§ **Exercise details**
Could you recast the records below as a Markdown table, with each line in the Line column and its number in the Row column? Skip blank lines and leave the pictures out.

§ **Raw data**
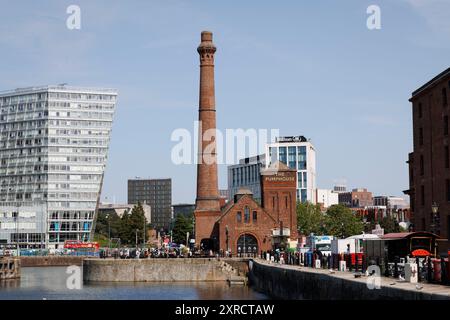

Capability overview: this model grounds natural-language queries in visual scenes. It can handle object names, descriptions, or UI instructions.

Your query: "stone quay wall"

[20,256,85,267]
[0,257,20,280]
[83,258,235,282]
[248,259,450,300]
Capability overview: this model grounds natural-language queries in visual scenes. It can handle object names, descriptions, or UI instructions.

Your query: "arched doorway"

[236,233,258,257]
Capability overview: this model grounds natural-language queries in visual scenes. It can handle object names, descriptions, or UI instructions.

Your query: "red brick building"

[339,188,373,208]
[404,68,450,238]
[194,31,297,254]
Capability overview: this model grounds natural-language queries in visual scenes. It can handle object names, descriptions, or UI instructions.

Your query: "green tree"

[365,216,405,234]
[118,203,147,245]
[172,214,192,244]
[325,204,364,238]
[297,202,325,236]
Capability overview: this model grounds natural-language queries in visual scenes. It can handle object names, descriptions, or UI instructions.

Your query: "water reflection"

[0,267,267,300]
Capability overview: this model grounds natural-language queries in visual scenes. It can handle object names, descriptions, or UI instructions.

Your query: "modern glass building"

[265,136,317,203]
[0,85,117,248]
[128,178,173,231]
[228,136,317,203]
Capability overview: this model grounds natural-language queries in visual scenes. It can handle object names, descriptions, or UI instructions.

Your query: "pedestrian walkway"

[254,258,450,300]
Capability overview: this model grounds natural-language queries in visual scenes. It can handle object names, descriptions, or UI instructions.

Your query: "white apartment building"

[265,136,317,203]
[0,85,117,248]
[228,136,316,203]
[228,154,266,203]
[316,189,339,208]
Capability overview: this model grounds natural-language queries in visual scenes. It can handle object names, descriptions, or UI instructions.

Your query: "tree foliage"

[365,216,403,234]
[297,202,364,238]
[95,203,148,245]
[297,202,325,236]
[172,214,193,244]
[325,204,364,238]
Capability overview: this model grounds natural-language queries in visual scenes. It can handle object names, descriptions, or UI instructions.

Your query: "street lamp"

[106,214,111,251]
[431,202,439,233]
[136,229,138,249]
[225,225,230,252]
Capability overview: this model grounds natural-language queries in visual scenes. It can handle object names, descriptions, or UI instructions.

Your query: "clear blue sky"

[0,0,450,203]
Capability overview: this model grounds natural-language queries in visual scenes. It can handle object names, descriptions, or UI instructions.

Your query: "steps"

[218,260,247,286]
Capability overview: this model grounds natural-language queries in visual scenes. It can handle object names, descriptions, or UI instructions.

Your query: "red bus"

[64,240,100,251]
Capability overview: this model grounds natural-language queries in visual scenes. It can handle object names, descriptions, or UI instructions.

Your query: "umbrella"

[411,249,431,257]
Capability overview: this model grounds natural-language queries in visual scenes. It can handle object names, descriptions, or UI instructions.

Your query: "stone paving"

[255,258,450,299]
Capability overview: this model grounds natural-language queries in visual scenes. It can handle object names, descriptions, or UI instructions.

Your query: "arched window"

[244,207,250,223]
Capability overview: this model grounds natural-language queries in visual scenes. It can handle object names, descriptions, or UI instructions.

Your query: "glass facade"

[0,85,117,246]
[288,147,297,169]
[266,141,316,202]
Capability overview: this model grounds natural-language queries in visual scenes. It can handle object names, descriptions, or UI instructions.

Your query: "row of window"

[0,92,47,105]
[48,119,111,128]
[269,146,307,170]
[417,85,450,118]
[48,101,114,110]
[50,221,91,231]
[48,92,116,101]
[231,164,262,186]
[236,206,258,223]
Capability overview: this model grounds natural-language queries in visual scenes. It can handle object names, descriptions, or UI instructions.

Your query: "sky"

[0,0,450,204]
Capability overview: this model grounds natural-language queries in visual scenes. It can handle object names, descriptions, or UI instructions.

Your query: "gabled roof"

[216,194,277,222]
[409,68,450,101]
[381,231,440,240]
[261,161,297,175]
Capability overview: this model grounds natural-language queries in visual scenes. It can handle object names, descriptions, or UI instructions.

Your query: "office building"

[315,189,339,209]
[98,203,152,223]
[265,136,316,203]
[128,178,172,230]
[339,188,373,208]
[228,154,266,203]
[0,84,117,248]
[172,203,195,219]
[404,68,450,238]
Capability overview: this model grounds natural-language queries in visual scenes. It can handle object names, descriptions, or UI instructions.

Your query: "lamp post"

[106,214,111,251]
[225,225,230,252]
[431,202,439,234]
[136,229,138,249]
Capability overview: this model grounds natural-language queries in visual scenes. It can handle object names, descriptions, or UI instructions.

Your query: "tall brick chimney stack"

[194,31,220,250]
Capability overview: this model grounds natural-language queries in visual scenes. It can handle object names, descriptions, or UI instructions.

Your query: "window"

[420,186,425,206]
[288,147,297,169]
[445,179,450,201]
[419,128,423,146]
[280,147,287,164]
[419,155,424,176]
[297,146,306,170]
[244,207,250,223]
[442,88,448,107]
[444,146,450,168]
[444,116,448,135]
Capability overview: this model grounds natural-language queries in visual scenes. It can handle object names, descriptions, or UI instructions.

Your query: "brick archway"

[235,232,260,254]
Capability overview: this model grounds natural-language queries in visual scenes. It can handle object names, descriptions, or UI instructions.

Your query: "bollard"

[427,257,432,282]
[441,258,448,284]
[339,260,347,272]
[405,263,419,283]
[432,259,441,282]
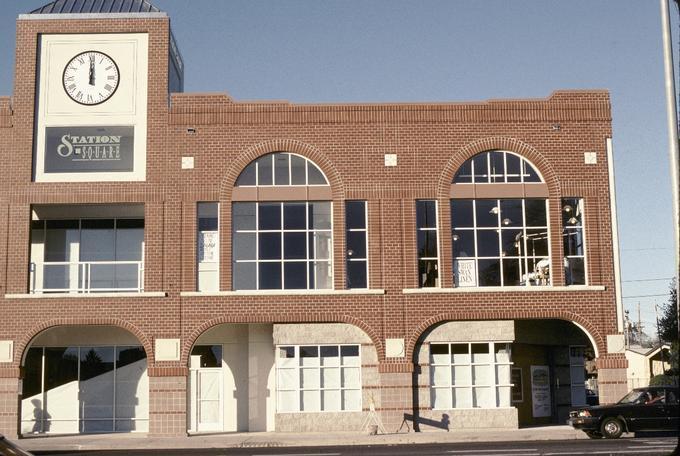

§ **Written response**
| Row | Line |
|---|---|
| 1 | Capability overview: this model grounds natural-language queries in visual scenes. It can handle object names, descriptions, or UI instructions. |
| 2 | Your query: "stone quay wall" |
| 3 | [20,256,85,267] |
| 4 | [0,257,20,280] |
| 5 | [83,258,235,282] |
| 6 | [248,259,450,300] |
| 7 | Capability overview: this model grounds natural-language queries in visual scenes. It can handle object names, descriptions, or UI instructions. |
| 8 | Your query: "arched doorway" |
| 9 | [236,233,258,257] |
| 10 | Capability overview: this model grounds natural-language queries in visual scenes. It can handle object names, descriptions, or UI instructions. |
| 11 | Your query: "red brick building" |
| 12 | [339,188,373,208] |
| 13 | [404,68,450,238] |
| 14 | [194,31,297,254] |
| 15 | Capability overview: this model grounds natural-language queries in visual scenes. It can handle object names, descriptions, or UI instructions. |
| 16 | Your query: "green tree" |
| 17 | [365,216,405,234] |
| 18 | [118,203,147,245] |
| 19 | [172,214,192,244] |
| 20 | [325,204,364,238] |
| 21 | [297,202,325,236] |
| 22 | Capability overview: this model grounds natural-language queries in visual scenes. It can handle object names, descriptions, or UI instructions. |
| 23 | Your query: "water reflection" |
| 24 | [0,267,267,300] |
| 25 | Capability overview: this model grounds natural-language queries in visual scenes. It can handle object names, descriptions, or UI instructions. |
| 26 | Your query: "modern glass building" |
| 27 | [265,136,317,203] |
| 28 | [0,85,117,248] |
| 29 | [128,178,173,231] |
| 30 | [228,136,317,203] |
| 31 | Capability overview: this model grounds natural-language queries in visual scenes. It can handle object names, descriptions, or UI instructions. |
| 32 | Your query: "pedestrian walkway" |
| 33 | [254,258,450,300] |
| 34 | Capability overview: this model grounds natural-language queries in visual scenes. It can handle object names, descriptions, or UI instructions. |
| 35 | Your query: "white apartment building" |
| 36 | [265,136,317,203] |
| 37 | [0,85,117,248] |
| 38 | [228,136,316,203] |
| 39 | [228,154,266,203] |
| 40 | [316,189,339,208] |
| 41 | Capability overview: this model grounds natural-language queries in visual scenes. It can handle object names, descriptions, or UI instructions. |
| 42 | Your query: "tree foliage" |
| 43 | [365,216,403,234] |
| 44 | [297,202,364,238] |
| 45 | [95,203,148,245] |
| 46 | [297,202,325,236] |
| 47 | [172,214,193,244] |
| 48 | [325,204,364,238] |
| 49 | Capability overview: this model grounds natural-language queries in visual scenes. It can handle object names, descriptions, or UI instructions. |
| 50 | Your query: "street lamp" |
| 51 | [106,214,111,251] |
| 52 | [431,202,439,233] |
| 53 | [136,229,138,249] |
| 54 | [225,225,230,252] |
| 55 | Capability overview: this model grounds natural-language queries in visual scenes. It can handle object names, descriptions, or UI instructions. |
| 56 | Your query: "clear blue sky" |
| 57 | [0,0,450,203] |
| 58 | Capability overview: this model grounds natural-language queries in visual scenes. It can handle object names, descriptions, or UI instructions. |
| 59 | Your query: "steps" |
| 60 | [218,260,247,286] |
| 61 | Capability overview: this model grounds natural-language queries in visual scenes. It can handle object names, descriptions, or UI instructions. |
| 62 | Your query: "red bus" |
| 63 | [64,240,100,251] |
| 64 | Capability overview: this model grounds natural-language queries in visual scenes. It can handle object names, descriptions, or UI instructions. |
| 65 | Your query: "umbrella" |
| 66 | [411,249,431,257] |
| 67 | Capability overview: this model grounds natural-language queries in visual scenes. It can handle object names, descriptions, or UI instructions. |
| 68 | Your query: "stone paving" |
| 69 | [255,258,450,299] |
| 70 | Capability overview: this model grounds natural-language queries in visual scenes. It can handle object names, descriptions, or UI instructions. |
| 71 | Your query: "arched window" |
| 72 | [244,207,250,223] |
| 73 | Capability overview: this model grounds natural-language queries in visual scenes. It can handle object names, descriptions, or UI instructions. |
| 74 | Your query: "glass facade" |
| 75 | [0,85,117,246] |
| 76 | [288,147,297,169] |
| 77 | [266,141,316,202] |
| 78 | Capability overview: this model grounds natural-language queries in visual scenes. It can handle object names, descriptions, or UI instructions. |
| 79 | Your query: "row of window" |
| 80 | [0,92,47,105] |
| 81 | [48,119,111,128] |
| 82 | [269,146,307,170] |
| 83 | [417,85,450,118] |
| 84 | [48,101,114,110] |
| 85 | [50,221,91,231] |
| 86 | [48,92,116,101] |
| 87 | [231,164,262,186] |
| 88 | [236,206,258,223] |
| 89 | Capability overview: this model grounds natural-language queries in visual scenes. It can handle object names, descriptions, or UI instructions. |
| 90 | Your query: "sky" |
| 91 | [0,0,450,204] |
| 92 | Capability overview: this model grounds natural-language queries in visual scenes. It can handle object names, descriptions, or UI instructions. |
| 93 | Your query: "gabled roof" |
| 94 | [216,194,277,222] |
| 95 | [409,68,450,101] |
| 96 | [381,231,440,240] |
| 97 | [261,161,297,175] |
| 98 | Capability overview: this model grounds natural-language queries in visual scenes. It can handle object names, descriptions, or UI instructions. |
| 99 | Your query: "office building" |
| 100 | [315,189,339,209] |
| 101 | [98,203,152,223] |
| 102 | [265,136,316,203] |
| 103 | [128,178,172,230] |
| 104 | [339,188,373,208] |
| 105 | [228,154,266,203] |
| 106 | [0,84,117,248] |
| 107 | [172,203,195,219] |
| 108 | [404,68,450,238] |
| 109 | Capability overview: this model grounds natural-language queries in visual scenes. It can handle object names, descriptions, or UI instructions. |
| 110 | Your query: "lamp post" |
| 111 | [106,214,111,251] |
| 112 | [225,225,230,252] |
| 113 | [431,202,439,234] |
| 114 | [136,229,138,249] |
| 115 | Capability overview: this model grounds natural-language queries in visual scenes. It can handle object names, descriptions, or UI instructions. |
| 116 | Your query: "tall brick chimney stack" |
| 117 | [194,31,220,250] |
| 118 | Capability overview: this model grounds natural-language queries in visual scenes. It can handle object names, descriptions, or UI instructions. |
| 119 | Your query: "window" |
| 120 | [420,186,425,206] |
| 121 | [288,147,297,169] |
| 122 | [445,179,450,201] |
| 123 | [419,128,423,146] |
| 124 | [280,147,287,164] |
| 125 | [419,155,424,176] |
| 126 | [297,146,306,170] |
| 127 | [244,207,250,223] |
| 128 | [442,88,448,107] |
| 129 | [444,146,450,168] |
| 130 | [444,116,448,135] |
| 131 | Capability overview: this model grounds natural-language queries in visual scenes. It can handle object names, descriptions, or UI instructions. |
| 132 | Your query: "brick archway" |
| 133 | [235,232,260,254] |
| 134 | Capability overview: this model grounds natural-language queries in visual scenes. It can handle object names, descriptions, or UI instructions. |
| 135 | Your query: "bollard" |
| 136 | [427,257,432,282] |
| 137 | [441,258,448,284] |
| 138 | [339,260,347,272] |
| 139 | [405,263,419,283] |
| 140 | [432,259,441,282] |